Brano citato:
..........

The Last Face: recensione del film di Sean Penn

The Last Face

L’Africa è ancora oggi un continente martoriato dalle guerre, dalla violenza, dal sangue e dai morti, così come dai feriti e i rifugiati sopravvissuti. Un panorama brutale, sconsolante, tenuto in vita – solo per alcuni versi ovviamente – da tutte quelle organizzazioni umanitarie, le Nazioni Unite, quei medici senza frontiere che sacrificano la loro vita per metterla nelle mani di chi ne ha bisogno. In The Last Face Miguel e Wren sono due di loro, due dottori che operano in Liberia, uno dei Paesi più colpiti dell’intero territorio africano. Al suo interno vige soltanto il caos, la disperazione, l’aggressività, l’insicurezza, poiché nessun luogo è al riparo da attacchi, dai proiettili, dall’angoscia; una terra dal presente talmente orribile che all’orizzonte non si palesa nessun futuro, anche perché le generazioni più giovani non esistono più, i pochi sprazzi che sopravvivono sono fagocitati dai pirati o dagli insetti.

 

The Last Face, il film

Sean Penn ha deciso di raccontare tutto questo seguendo da vicino la storia d’amore fra i due medici protagonisti, che fra i colpi dei kalashnikov e le amputazioni forzate hanno il bisogno di trovarsi, di stare insieme, di rincorrersi e lottare costantemente con i loro fantasmi. Perché rimanere sul campo di guerra non è affatto facile, a meno che non si abbia una fede spropositata nel lavoro che si va a compiere tutti i giorni; se Miguel è abbastanza certo del suo destino, tanto da metterlo davanti ai sentimenti quando necessario, Wren è infinitamente più titubante, motivo per cui arrivata al limite estremo decide di abbandonare tutto, di tornare alla più sicura vita d’ufficio. L’ultimo volto, la The Last Face del titolo, è il ricordo di Miguel, lontano e altrove.

..........

Cosa si chiede:
1: Secondo la recensione di The Last Face, in quale Paese operano i due medici Miguel e Wren?
2: Prosegui la recensione di The Last Face dopo l'ultima frase riportata.

..........

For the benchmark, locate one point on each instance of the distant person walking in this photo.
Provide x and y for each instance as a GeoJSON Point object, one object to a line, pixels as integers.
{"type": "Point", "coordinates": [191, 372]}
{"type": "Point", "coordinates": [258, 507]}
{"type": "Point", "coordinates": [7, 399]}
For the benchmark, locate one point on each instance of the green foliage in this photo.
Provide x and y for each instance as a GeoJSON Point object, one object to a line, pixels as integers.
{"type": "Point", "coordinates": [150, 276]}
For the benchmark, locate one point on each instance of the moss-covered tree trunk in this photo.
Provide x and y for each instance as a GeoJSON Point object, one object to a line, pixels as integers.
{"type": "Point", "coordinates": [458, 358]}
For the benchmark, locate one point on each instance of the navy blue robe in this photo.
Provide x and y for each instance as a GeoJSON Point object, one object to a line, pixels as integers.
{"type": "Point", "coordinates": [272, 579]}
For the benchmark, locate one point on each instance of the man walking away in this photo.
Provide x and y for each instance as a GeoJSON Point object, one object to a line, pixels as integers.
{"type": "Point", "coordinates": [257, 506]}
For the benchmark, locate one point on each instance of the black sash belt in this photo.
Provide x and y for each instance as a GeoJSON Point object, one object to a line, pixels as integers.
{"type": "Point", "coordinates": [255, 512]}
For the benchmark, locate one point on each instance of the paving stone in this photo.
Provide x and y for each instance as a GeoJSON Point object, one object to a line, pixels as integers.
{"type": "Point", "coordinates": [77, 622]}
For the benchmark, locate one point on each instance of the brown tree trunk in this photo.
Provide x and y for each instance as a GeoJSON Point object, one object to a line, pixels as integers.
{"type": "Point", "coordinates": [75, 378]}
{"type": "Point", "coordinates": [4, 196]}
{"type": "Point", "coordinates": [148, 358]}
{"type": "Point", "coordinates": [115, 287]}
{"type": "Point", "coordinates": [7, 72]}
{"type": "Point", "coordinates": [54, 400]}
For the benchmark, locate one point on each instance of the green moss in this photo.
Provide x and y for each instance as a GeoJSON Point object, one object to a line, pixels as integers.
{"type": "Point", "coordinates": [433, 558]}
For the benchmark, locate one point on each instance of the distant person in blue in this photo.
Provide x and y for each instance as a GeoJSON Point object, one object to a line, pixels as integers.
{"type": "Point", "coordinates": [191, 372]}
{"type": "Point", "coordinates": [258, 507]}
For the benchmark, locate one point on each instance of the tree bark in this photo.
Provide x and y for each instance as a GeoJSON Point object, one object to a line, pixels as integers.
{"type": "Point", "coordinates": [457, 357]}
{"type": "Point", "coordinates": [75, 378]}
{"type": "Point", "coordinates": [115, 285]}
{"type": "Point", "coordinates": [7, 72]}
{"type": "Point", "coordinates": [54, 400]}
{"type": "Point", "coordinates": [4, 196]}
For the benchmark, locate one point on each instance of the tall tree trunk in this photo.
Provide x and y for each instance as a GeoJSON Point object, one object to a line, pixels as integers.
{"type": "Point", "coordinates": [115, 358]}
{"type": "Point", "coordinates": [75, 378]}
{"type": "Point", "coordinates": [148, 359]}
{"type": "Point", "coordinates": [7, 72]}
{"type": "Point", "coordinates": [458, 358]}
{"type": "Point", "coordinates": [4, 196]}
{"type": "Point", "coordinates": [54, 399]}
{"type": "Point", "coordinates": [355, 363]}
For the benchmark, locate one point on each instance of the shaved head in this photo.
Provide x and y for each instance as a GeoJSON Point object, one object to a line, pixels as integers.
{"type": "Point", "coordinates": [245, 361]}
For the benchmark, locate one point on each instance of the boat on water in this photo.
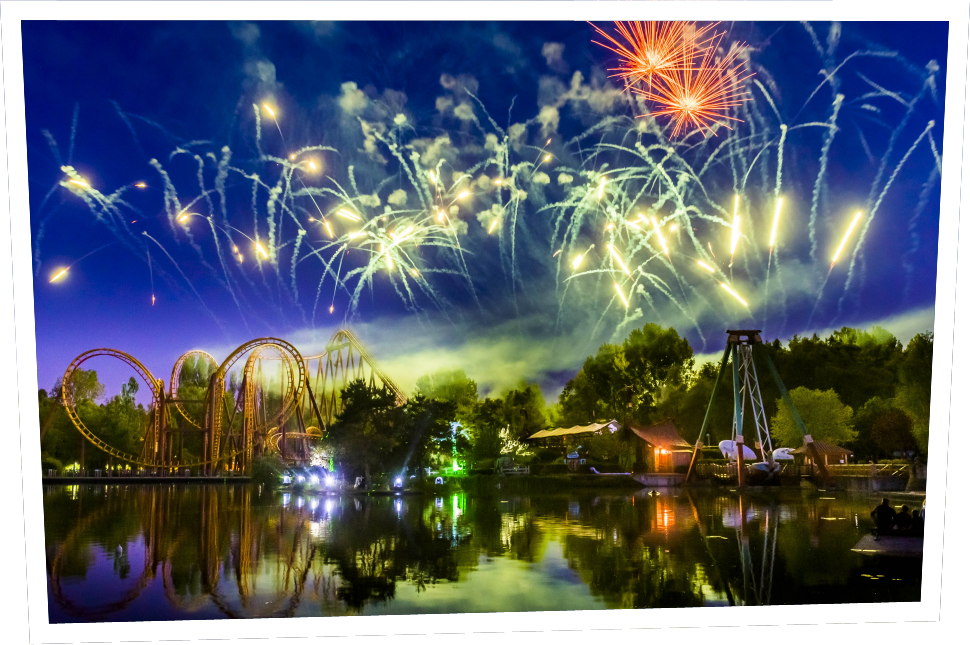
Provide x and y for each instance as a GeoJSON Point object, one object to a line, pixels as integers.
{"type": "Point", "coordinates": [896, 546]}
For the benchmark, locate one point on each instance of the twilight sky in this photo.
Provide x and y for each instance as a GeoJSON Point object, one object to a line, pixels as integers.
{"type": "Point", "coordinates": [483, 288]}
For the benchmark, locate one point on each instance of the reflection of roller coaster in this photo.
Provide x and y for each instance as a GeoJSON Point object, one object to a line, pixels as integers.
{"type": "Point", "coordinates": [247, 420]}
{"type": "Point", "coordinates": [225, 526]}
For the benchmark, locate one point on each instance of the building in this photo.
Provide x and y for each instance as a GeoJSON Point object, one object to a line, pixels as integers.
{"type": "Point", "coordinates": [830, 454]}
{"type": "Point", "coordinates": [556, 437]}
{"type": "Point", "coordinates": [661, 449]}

..........

Risposte ai compiti:
1: In Liberia.

2:
Anche se dalle poche righe di sinossi può sembrare un’opera impegnata, dall’alto valore sociale, il risultato è al di sotto di ogni possibile aspettativa. Al di là dell’idea di rappresentare il trauma della guerra tramite una storia d’amore fra due medici bellocci e passionali, che può apparire fuori luogo se non di cattivo gusto, è la fattura del progetto che copre di ridicolo i suoi autori. Il budget a disposizione ovviamente fa sì che la qualità delle immagini, della fotografia, della regia, sia sempre ottimale, peccato però che tutto sembri un enorme spot alle Nazioni Unite, o all’Otto per Mille della Chiesa Cattolica, a una qualsiasi associazione umanitaria impegnata davvero sul campo. Tutto è rappresentato in modo esagerato, osceno, non si ha rispetto per il dramma che i liberiani vivono sulla loro pelle tutti i loro difficili giorni. Sotto i riflettori vi è costantemente il sangue e la lotta interiore di ogni singolo medico, mai sicuro di continuare la strada intrapresa (inoltre vista la scelta finale di Wren, si fa ancora più fatica a digerire il tutto).

Non aiutano le interpretazioni di Javier Bardem e Charlize Theron, belli e affascinanti insieme, ma con in mano personaggi dallo spessore irrilevante, quasi fastidioso a tratti; non pervenuti poi i frutti della co-produzione francese, che ha imposto alla produzione americana due dei suoi attori nazionali, Jean Reno e Adèle Exarchopoulos. Solo poche battute imbarazzanti per loro, in grado di suscitare l’ilarità del pubblico in momenti in cui ridere dovrebbe essere l’ultima cosa. The Last Face è dunque una vera ecatombe cinematografica, un modo ignobile di trattare temi dalla grande importanza umana e civile, senza carattere e con una irritante patina da spot televisivo. La vera pubblicità suscita ben più interesse.